Challenge →
Shift the coordinates in the answer points of the material, starting at its beginning and ending at the line that contains "point(412, 291)", by adding 77 to each x and y value, and write out every one of those lines again except the pictures. The sample coordinates on lines beginning with # stay unchanged.

— Start —

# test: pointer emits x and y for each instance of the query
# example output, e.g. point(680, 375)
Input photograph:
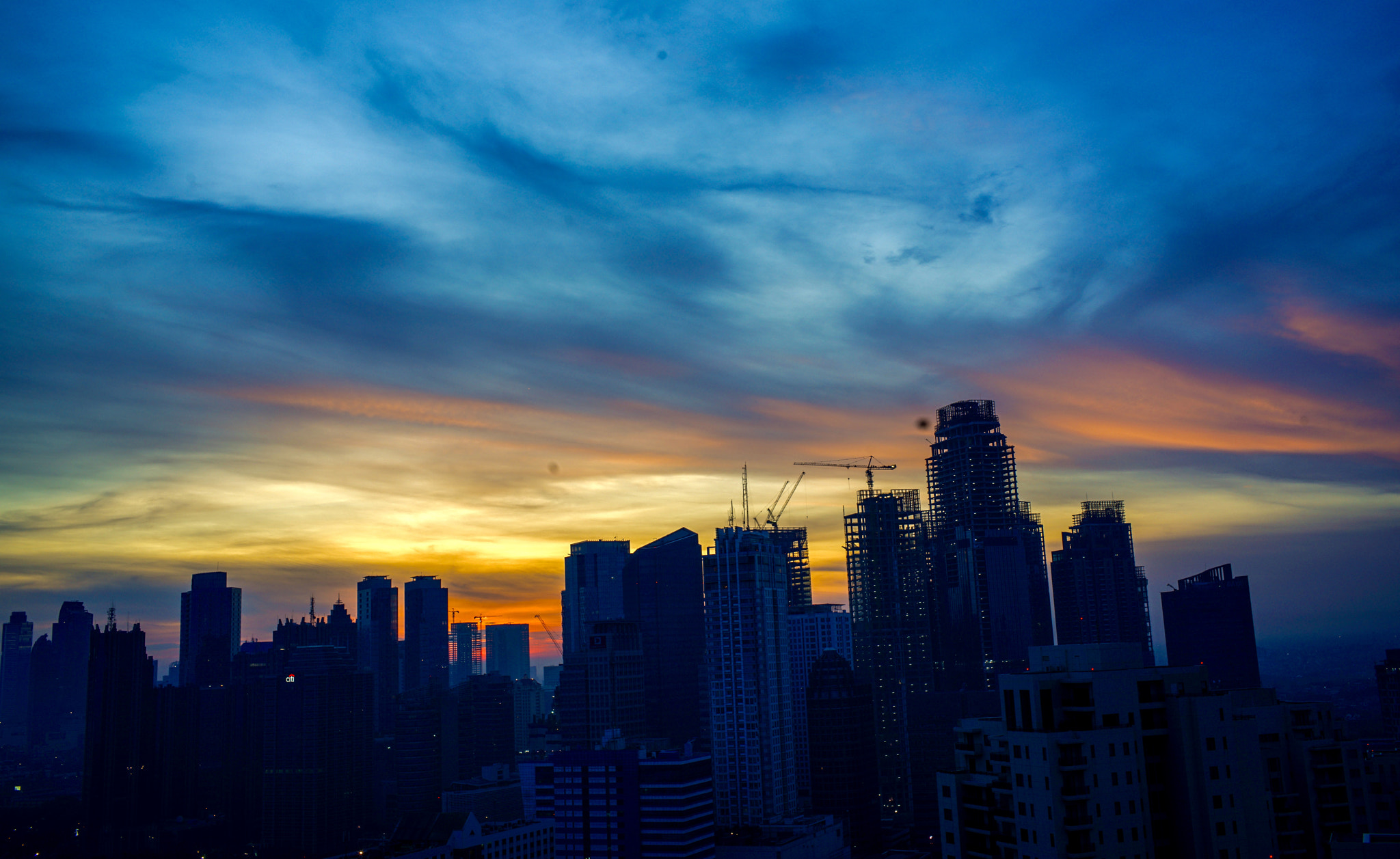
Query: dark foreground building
point(1209, 620)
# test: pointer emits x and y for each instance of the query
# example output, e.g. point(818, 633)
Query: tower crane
point(775, 511)
point(870, 463)
point(552, 640)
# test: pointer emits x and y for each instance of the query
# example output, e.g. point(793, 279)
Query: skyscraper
point(57, 680)
point(1388, 685)
point(507, 649)
point(467, 651)
point(16, 645)
point(812, 630)
point(593, 586)
point(211, 629)
point(746, 640)
point(425, 633)
point(891, 633)
point(987, 551)
point(844, 776)
point(1209, 620)
point(377, 626)
point(120, 763)
point(665, 598)
point(1099, 590)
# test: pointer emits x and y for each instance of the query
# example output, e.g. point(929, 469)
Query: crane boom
point(552, 640)
point(870, 463)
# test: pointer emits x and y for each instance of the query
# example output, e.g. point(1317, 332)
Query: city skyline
point(412, 291)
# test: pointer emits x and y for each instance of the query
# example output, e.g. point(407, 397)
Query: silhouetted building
point(891, 627)
point(16, 645)
point(664, 597)
point(1099, 590)
point(211, 629)
point(1388, 683)
point(621, 804)
point(602, 687)
point(377, 629)
point(1209, 620)
point(746, 641)
point(317, 739)
point(425, 633)
point(987, 551)
point(507, 649)
point(811, 631)
point(593, 588)
point(467, 654)
point(792, 542)
point(121, 756)
point(840, 728)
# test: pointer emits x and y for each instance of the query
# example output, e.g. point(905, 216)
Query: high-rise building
point(120, 764)
point(621, 804)
point(812, 630)
point(987, 551)
point(1099, 590)
point(211, 629)
point(746, 659)
point(425, 633)
point(840, 731)
point(1388, 683)
point(16, 649)
point(467, 651)
point(602, 689)
point(315, 754)
point(891, 631)
point(507, 649)
point(57, 680)
point(377, 627)
point(664, 597)
point(1209, 620)
point(1095, 754)
point(593, 586)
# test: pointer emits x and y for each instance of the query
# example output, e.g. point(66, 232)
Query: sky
point(308, 291)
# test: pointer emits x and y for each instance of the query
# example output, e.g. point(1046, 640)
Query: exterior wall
point(751, 713)
point(811, 631)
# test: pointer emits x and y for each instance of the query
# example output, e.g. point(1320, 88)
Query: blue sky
point(318, 290)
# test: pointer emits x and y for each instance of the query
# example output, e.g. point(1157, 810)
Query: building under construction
point(891, 633)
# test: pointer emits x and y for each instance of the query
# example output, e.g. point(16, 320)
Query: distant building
point(664, 597)
point(1099, 590)
point(593, 586)
point(619, 804)
point(1388, 683)
point(1209, 620)
point(987, 551)
point(812, 630)
point(425, 633)
point(844, 764)
point(602, 687)
point(211, 629)
point(377, 630)
point(16, 645)
point(467, 651)
point(507, 649)
point(746, 657)
point(891, 630)
point(121, 754)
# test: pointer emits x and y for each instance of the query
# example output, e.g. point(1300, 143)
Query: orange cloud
point(1122, 399)
point(1342, 333)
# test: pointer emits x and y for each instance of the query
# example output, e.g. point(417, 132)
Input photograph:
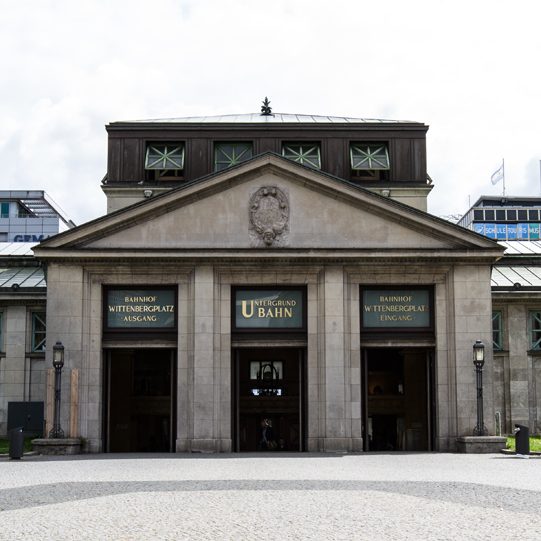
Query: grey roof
point(508, 275)
point(38, 202)
point(252, 118)
point(521, 247)
point(23, 276)
point(16, 249)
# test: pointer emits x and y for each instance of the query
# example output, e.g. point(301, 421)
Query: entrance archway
point(269, 383)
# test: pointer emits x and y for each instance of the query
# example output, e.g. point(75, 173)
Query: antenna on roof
point(266, 109)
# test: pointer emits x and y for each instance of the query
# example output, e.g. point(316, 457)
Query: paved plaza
point(271, 496)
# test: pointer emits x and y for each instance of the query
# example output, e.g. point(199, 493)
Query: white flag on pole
point(497, 176)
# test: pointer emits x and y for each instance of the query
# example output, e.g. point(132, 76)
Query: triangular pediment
point(302, 210)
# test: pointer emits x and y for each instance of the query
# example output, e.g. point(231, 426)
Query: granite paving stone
point(129, 497)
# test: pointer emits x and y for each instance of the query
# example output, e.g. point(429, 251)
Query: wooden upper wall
point(406, 143)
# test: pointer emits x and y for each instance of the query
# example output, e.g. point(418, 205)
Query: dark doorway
point(140, 401)
point(269, 384)
point(397, 389)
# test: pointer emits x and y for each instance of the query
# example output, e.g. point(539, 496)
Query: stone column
point(473, 321)
point(337, 416)
point(204, 422)
point(519, 344)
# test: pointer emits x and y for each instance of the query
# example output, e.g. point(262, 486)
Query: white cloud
point(465, 68)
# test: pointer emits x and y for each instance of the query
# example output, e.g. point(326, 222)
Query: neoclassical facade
point(282, 269)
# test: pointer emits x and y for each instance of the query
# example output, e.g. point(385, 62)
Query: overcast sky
point(468, 69)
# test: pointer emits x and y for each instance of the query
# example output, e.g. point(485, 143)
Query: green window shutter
point(230, 154)
point(39, 328)
point(535, 330)
point(306, 154)
point(169, 156)
point(497, 330)
point(369, 156)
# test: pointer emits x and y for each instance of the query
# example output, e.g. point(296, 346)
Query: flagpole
point(503, 172)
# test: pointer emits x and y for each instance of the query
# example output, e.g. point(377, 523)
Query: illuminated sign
point(140, 308)
point(386, 308)
point(267, 309)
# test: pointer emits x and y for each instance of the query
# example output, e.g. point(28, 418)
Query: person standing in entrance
point(267, 439)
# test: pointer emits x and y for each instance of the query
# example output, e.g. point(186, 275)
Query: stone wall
point(22, 372)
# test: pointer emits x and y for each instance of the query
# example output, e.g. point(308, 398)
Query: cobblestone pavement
point(287, 496)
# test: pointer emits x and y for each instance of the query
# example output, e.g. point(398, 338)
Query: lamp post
point(58, 363)
point(479, 361)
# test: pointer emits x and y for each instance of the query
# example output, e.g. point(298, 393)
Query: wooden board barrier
point(49, 404)
point(74, 405)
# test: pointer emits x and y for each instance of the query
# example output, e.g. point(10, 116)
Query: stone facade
point(22, 370)
point(517, 366)
point(197, 238)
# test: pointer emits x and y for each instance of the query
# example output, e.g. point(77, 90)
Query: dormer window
point(369, 161)
point(164, 161)
point(230, 154)
point(304, 153)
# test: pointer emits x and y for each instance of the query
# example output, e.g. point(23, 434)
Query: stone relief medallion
point(269, 218)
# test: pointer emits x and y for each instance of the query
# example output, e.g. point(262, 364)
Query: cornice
point(355, 257)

— End —

Task answer →
# test: pointer emits x and y for each instance of the query
# example output, e.g. point(680, 375)
Input photograph:
Query: dark foreground building
point(1286, 697)
# test: pointer emits x and y for each instance of the query
# example output, e.g. point(818, 633)
Query: tower crane
point(852, 588)
point(947, 540)
point(629, 717)
# test: pointer emits x and y for each instance of the query
# example output, e.g. point(793, 279)
Query: skyscraper
point(134, 757)
point(1465, 762)
point(584, 726)
point(544, 728)
point(93, 722)
point(889, 707)
point(670, 663)
point(288, 706)
point(823, 717)
point(502, 710)
point(968, 710)
point(1064, 628)
point(921, 853)
point(1286, 697)
point(454, 703)
point(197, 840)
point(742, 675)
point(1176, 667)
# test: pointer emits x and y for each instance of the query
# example output, e.g. point(929, 469)
Query: crane boom
point(629, 717)
point(947, 540)
# test: pointer emits x and y for each instance of the query
# example output, e.g. point(1317, 332)
Query: city skyline
point(489, 368)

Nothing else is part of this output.